**Documento:**
============

Nos prédios ao redor do que restou do elevado, as provas de que por ali o "clima de Copa" já não é mais o mesmo. Faixas de protesto foram exibidas na janela "Obrigado pelo viaduto padrão Fifa", ironiza uma. "Indignação, revolta, viaduto aqui não! Quero proteção", reclama outra.

ACESSO TRANQUILO

Na capital mineira, a cidade como um todo vive a expectativa para o jogo que definirá o primeiro finalista do Mundial, com torcedores brasileiros e alemães se preparando para lotar o Mineirão em um dos maiores clássicos do futebol mundial.

Enquanto isso, a Prefeitura de Belo Horizonte, ainda sem o conhecimento das causas do acidente, divide suas atenções entre dar assistência aos familiares das vítimas e feridos, auxiliar a investigação de possíveis erros de procedimento na obra e pensar em como resolver o trânsito da cidade quando quase 60 mil pessoas terão que desviar da avenida Pedro 1º (onde ficava o viaduto, uma das principais vias de acesso ao estádio) e buscar outras alternativas para chegar ao Mineirão.

A primeira solução foi decretar feriado municipal nesta terça-feira (8). Para evitar um congestionamento excessivo e aliviar o trânsito principalmente na região da Pampulha –onde ficam tanto o Mineirão, quanto o antigo viaduto–, o prefeito Márcio Lacerda (PSB) determinou que somente órgãos e entidades vinculados à operação da Copa do Mundo e outros serviços essenciais (hospitais e transporte público, por exemplo), além de bares, restaurantes precisarão funcionar nesta terça –os outros poderão aproveitar o feriado improvisado.

A prefeitura garante que, apesar de algumas modificações no trânsito, o acesso ao estádio será tranquilo nesta terça.

"Todas as providências foram tomadas para garantir o fluxo normal do trânsito para a população, torcedores e demais visitantes presentes na cidade para o jogo. Algumas medidas, como a decretação de feriado municipal e a organização de desvios, também foram tomadas para contribuir com a fluidez do trânsito", disse o órgão municipal em nota à BBC.

A ideia também era liberar a área fazendo a demolição dos resquícios do viaduto no último final de semana, mas a Justiça suspendeu o procedimento e pediu a "preservação do local por tempo indeterminado". Segundo a prefeitura, nesta segunda-feira (7) foi liberada a demolição parcial, mas ainda assim, o local segue interditado.

PROBLEMAS DA OBRA

O viaduto Batalha dos Guararapes fazia parte do projeto de mobilidade urbana do BRT previsto nas obras de Belo Horizonte para a Copa do Mundo. A previsão era de que ele fosse entregue até o início do torneio, mas a construtora Cowan, que assumiu a construção do elevado, não conseguiu terminá-lo a tempo.

A obra serviria para ligar a avenida Pedro 1º à avenida Antônio Carlos, um dos principais corredores de Belo Horizonte que dão acesso ao estádio do Mineirão.

============

**Informações exibidas:**
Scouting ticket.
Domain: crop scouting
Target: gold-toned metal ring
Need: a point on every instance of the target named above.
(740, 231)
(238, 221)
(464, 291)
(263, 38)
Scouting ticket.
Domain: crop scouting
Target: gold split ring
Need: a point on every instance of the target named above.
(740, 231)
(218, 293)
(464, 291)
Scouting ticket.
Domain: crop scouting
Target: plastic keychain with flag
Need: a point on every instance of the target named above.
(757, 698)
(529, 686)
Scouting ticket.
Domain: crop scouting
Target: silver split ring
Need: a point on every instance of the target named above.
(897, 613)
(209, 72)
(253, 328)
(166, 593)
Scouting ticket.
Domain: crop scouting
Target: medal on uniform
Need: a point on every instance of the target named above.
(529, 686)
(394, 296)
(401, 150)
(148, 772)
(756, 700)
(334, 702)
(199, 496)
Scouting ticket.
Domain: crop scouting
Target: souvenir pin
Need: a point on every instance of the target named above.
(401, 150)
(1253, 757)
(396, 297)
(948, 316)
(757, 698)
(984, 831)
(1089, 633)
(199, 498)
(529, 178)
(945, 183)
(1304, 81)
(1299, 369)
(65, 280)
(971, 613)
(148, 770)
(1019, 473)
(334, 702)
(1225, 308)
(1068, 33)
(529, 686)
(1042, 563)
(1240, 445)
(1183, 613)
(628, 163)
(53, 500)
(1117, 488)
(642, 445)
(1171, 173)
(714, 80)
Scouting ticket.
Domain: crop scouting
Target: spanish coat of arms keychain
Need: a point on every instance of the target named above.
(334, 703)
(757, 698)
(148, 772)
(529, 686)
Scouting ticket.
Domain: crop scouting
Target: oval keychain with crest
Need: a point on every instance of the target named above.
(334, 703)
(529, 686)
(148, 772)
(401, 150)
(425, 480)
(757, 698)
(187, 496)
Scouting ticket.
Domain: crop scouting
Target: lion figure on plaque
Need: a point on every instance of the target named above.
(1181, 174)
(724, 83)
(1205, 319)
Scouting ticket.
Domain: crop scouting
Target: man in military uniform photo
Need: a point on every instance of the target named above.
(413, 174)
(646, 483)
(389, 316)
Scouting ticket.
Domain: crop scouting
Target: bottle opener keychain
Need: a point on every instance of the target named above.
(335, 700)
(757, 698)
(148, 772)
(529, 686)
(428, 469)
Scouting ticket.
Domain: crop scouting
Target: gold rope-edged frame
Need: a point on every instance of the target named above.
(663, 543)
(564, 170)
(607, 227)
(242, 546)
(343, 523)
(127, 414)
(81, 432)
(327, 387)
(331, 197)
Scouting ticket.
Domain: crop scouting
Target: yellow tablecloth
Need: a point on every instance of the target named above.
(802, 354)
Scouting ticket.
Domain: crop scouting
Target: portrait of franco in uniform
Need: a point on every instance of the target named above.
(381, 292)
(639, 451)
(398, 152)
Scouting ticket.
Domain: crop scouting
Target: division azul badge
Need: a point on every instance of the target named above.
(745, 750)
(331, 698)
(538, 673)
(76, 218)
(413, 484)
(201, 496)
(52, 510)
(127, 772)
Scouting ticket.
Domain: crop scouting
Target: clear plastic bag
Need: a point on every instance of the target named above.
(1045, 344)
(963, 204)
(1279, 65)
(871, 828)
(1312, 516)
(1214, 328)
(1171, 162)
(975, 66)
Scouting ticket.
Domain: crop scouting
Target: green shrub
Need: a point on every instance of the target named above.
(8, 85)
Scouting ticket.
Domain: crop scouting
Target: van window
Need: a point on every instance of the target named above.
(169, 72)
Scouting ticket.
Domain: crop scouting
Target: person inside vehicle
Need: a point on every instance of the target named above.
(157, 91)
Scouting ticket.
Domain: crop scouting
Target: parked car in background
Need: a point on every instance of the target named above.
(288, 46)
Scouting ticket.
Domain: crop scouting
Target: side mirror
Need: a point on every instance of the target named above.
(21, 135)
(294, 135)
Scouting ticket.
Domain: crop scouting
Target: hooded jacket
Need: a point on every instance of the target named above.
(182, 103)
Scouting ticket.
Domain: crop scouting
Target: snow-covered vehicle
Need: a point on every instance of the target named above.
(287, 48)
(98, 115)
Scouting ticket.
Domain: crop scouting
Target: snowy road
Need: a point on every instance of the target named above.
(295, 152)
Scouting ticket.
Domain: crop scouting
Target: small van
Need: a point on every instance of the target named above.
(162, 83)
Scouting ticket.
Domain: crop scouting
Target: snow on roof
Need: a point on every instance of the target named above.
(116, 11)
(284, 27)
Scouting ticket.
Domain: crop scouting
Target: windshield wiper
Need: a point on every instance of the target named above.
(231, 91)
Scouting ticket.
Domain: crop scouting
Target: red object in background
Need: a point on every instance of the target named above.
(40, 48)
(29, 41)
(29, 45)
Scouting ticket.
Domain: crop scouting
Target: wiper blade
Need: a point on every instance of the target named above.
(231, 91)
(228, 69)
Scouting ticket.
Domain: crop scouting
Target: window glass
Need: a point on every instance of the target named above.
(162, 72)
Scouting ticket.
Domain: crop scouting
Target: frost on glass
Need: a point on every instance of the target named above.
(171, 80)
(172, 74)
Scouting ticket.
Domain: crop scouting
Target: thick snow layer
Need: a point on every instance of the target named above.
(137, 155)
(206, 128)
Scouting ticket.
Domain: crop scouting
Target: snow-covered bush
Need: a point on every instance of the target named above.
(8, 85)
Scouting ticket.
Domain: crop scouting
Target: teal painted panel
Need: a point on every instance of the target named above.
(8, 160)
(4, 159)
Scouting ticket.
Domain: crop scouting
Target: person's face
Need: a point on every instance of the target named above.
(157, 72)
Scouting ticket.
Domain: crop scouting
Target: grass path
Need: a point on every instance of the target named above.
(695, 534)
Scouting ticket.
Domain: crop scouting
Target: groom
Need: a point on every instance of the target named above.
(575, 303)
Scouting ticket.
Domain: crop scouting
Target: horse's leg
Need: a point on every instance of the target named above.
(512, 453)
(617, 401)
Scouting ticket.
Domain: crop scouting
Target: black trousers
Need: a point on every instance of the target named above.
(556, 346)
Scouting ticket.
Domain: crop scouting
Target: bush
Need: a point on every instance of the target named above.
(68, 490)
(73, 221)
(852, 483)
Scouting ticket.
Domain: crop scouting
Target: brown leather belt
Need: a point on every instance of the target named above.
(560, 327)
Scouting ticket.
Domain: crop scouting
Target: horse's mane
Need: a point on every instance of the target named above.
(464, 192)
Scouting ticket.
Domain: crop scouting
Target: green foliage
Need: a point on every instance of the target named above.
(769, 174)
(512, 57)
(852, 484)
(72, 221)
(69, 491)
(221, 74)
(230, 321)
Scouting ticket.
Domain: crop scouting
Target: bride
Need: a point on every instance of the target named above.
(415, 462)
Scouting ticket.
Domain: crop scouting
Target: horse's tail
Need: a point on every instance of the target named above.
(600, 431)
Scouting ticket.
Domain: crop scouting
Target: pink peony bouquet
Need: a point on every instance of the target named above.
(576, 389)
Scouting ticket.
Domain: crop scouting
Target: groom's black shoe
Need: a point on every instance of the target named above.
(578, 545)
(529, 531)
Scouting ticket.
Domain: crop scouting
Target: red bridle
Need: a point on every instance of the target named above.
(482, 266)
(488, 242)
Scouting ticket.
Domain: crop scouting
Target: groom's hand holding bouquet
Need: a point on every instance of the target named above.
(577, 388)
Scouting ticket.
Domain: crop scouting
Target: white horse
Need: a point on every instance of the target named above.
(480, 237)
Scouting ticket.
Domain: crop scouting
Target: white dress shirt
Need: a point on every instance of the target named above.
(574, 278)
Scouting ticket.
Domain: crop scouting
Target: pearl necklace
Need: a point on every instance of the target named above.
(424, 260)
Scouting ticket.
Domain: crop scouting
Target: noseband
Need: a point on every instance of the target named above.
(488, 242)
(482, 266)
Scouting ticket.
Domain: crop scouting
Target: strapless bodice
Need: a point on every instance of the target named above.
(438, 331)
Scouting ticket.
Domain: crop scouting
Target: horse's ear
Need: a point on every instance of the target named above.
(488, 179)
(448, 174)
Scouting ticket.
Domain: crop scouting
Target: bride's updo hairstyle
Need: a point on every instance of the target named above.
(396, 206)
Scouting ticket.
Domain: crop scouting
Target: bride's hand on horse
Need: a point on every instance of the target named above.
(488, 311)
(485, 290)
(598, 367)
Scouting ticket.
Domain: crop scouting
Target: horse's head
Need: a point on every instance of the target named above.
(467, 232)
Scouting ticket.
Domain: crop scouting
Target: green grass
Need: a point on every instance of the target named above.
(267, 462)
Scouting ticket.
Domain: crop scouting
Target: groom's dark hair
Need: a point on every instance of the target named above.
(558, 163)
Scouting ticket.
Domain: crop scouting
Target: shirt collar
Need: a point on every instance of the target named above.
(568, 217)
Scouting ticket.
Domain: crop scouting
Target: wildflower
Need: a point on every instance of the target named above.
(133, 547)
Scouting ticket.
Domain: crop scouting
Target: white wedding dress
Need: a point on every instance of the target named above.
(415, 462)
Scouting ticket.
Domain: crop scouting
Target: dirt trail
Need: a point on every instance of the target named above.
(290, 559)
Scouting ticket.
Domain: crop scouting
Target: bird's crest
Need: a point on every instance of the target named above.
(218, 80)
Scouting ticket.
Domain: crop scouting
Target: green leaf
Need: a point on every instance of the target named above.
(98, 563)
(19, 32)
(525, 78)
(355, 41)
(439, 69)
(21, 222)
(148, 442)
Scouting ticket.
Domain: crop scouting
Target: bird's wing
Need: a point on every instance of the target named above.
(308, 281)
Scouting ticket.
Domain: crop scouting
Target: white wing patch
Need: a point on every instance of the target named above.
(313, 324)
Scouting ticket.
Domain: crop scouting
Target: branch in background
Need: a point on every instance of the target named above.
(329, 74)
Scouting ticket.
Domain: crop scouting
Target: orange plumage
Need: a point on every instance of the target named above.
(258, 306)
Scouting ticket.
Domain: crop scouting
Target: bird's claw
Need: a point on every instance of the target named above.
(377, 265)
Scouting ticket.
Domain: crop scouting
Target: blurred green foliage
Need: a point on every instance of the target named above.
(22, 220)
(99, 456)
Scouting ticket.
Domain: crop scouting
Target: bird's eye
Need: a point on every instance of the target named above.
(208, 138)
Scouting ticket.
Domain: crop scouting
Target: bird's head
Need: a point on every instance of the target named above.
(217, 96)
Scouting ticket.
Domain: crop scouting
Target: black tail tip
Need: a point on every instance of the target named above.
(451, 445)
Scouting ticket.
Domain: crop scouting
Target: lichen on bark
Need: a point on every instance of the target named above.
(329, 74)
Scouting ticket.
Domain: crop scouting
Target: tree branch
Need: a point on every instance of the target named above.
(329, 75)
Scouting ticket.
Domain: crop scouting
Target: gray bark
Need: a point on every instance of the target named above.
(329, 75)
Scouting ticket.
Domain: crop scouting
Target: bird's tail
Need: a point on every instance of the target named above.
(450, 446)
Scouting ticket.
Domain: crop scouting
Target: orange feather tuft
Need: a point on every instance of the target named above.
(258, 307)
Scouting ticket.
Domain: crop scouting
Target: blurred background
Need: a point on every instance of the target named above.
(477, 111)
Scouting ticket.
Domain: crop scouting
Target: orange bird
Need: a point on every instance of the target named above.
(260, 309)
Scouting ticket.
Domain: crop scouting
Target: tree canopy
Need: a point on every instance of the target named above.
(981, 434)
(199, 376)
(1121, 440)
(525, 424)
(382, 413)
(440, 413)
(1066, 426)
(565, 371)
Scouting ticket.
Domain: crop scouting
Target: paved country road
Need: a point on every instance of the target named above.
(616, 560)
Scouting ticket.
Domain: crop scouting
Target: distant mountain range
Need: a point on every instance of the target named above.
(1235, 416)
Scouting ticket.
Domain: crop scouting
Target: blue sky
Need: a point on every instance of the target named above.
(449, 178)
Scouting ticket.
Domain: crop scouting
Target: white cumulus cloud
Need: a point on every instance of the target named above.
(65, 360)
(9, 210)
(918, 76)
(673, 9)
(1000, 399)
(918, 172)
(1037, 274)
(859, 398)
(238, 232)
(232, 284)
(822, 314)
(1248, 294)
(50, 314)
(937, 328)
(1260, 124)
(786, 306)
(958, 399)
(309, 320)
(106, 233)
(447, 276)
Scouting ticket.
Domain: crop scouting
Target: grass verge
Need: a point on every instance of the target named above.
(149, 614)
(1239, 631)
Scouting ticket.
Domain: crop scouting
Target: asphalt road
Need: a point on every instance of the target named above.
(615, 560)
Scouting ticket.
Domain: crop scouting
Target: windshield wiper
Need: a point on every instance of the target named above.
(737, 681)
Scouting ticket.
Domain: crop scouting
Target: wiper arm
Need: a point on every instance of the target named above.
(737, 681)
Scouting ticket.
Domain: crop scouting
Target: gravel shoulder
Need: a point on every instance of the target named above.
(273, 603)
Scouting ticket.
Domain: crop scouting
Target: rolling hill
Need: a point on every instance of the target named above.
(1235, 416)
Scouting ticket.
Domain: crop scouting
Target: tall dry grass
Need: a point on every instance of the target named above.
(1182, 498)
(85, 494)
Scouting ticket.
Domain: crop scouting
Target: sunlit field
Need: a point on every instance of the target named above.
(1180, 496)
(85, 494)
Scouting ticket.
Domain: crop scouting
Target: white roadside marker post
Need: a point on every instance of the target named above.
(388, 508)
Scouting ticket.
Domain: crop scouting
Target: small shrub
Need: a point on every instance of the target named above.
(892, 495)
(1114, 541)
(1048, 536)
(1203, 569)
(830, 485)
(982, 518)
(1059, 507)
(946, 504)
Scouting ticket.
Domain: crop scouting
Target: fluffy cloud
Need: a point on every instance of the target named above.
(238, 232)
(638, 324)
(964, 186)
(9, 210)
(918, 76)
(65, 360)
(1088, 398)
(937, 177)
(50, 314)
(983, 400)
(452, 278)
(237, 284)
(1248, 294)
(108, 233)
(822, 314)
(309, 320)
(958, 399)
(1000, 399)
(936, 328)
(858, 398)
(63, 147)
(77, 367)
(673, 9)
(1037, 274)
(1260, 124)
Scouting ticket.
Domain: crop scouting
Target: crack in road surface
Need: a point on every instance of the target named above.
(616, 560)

============

**Problemas e tarefas:**
(1) Segundo a reportagem sobre o viaduto, qual construtora assumiu a construção do elevado?
(2) Por favor, dê seguimento à reportagem sobre o viaduto a partir da última frase apresentada.

**Resultados em ordem:**
(1) A construtora Cowan.

(2)
Além do Guararapes, outro viaduto bem próximo a ele, o Montese, também fazia parte do projeto do BRT. Esse último chegou a apresentar um deslocamento de 27 cm em fevereiro deste ano e teve sua construção interditada para uma análise técnica da prefeitura, que determinou algumas correções na infraestrutura do viaduto.

A grande reclamação dos moradores da região com relação às duas obras sempre foram as desapropriações realizadas no local e o fato de a obra estar sendo construída muito próximo de prédios de condomínios.

"Ele (o Guararapes) ficou muito próximo ao condomínio. Isso foi até uma alteração que teve no projeto, porque não era para ser assim, tão próximo", explicou Ana Cristina, que foi advogada dos moradores da região nas brigas jurídicas por conta das desapropriações que precisaram ser feitas.

"Estudou-se a possibilidade até de uma trincheira, e não viaduto com duas alças, até porque o terreno é em uma área de brejo. A gente não sabe qual a exatidão desse estudo de solo pra conseguir ter uma obra sobre um local onde tinham nove nascentes que desapareceram ao longo dessa obra", questionou.

ATRASO E SUSPEITA DE CORRUPÇÃO

Para construir o viaduto, a prefeitura precisou desapropriar alguns moradores e esse processo, de acordo com o órgão municipal, foi um dos motivos pelos quais a obra atrasou.

"A prefeitura enfrentou um volume expressivo de desapropriações, onde os direitos dos moradores que tinham propriedades ao longo da via tiveram processo de negociação, sendo que em alguns casos houve recurso do poder judiciário. A prefeitura teve que se subordinar ao desenrolar de todas essas atividades de desapropriação para iniciar e dar andamento à obra", explicou em nota.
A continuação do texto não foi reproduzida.